[Goal] Give the lines below as a JSON list of strings, one string per line, starting with the first line and going on through the line with "[(471, 257)]". Leave out blank lines and pictures.

[Material to process]
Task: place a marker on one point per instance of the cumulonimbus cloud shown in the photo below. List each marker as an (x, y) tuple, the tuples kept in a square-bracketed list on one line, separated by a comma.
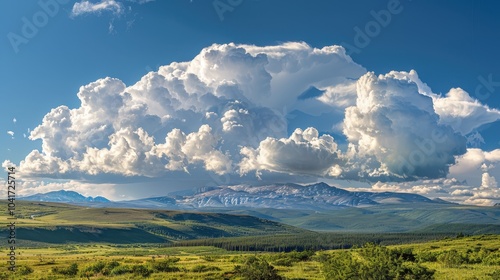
[(228, 111), (86, 7)]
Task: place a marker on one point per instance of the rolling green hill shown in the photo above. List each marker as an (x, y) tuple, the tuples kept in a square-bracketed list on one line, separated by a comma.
[(385, 218), (63, 223)]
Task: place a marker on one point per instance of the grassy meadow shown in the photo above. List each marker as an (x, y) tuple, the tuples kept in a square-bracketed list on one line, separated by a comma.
[(471, 257)]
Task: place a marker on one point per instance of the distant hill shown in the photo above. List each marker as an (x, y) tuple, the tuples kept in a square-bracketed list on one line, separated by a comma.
[(64, 223), (66, 197), (318, 196), (312, 207)]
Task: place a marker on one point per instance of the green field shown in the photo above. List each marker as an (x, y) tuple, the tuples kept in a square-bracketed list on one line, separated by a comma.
[(60, 241), (473, 257)]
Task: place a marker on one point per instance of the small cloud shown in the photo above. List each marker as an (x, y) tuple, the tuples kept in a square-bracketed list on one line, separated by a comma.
[(86, 7)]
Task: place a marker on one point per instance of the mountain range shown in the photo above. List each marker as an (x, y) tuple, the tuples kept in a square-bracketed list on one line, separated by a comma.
[(318, 196), (312, 207)]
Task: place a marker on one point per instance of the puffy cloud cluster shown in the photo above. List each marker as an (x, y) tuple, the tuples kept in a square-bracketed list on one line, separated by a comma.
[(304, 152), (85, 7), (239, 110), (395, 130)]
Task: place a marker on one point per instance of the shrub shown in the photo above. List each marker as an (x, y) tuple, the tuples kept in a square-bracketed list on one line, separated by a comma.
[(451, 258), (120, 270), (427, 256), (165, 265), (255, 268), (95, 268), (109, 267), (141, 270), (495, 275), (71, 270), (204, 268), (24, 270), (374, 262)]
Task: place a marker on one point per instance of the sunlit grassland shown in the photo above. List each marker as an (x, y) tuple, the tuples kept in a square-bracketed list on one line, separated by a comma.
[(215, 263)]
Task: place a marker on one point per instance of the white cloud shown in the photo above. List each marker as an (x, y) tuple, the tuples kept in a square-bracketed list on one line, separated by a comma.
[(87, 7), (462, 112), (304, 152), (394, 129), (236, 109)]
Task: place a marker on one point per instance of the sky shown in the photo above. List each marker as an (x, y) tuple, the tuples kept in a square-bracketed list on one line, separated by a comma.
[(136, 98)]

[Answer below]
[
  "Task: place a marker on one point per instance of the cumulonimbus cloud shown in the photo below. List each marker as an (x, y) tuple, the tuples kept in a square-bracketed list on one line, separated by a comma.",
  "[(228, 111), (86, 7)]",
  "Task: place a marker on one point per instance of the rolling green hill shown in the photo above. List each marker as an (x, y) tuple, the tuples kept in a square-bracketed list on one line, separated by a comma.",
  "[(385, 218), (63, 223)]",
  "Task: place a marker on one point per instance of the grassy meadow shown in the photo above. List each marker as an (x, y) tuple, the tuples kept in a square-bracketed list on one line, separated by a comma.",
  "[(471, 257)]"
]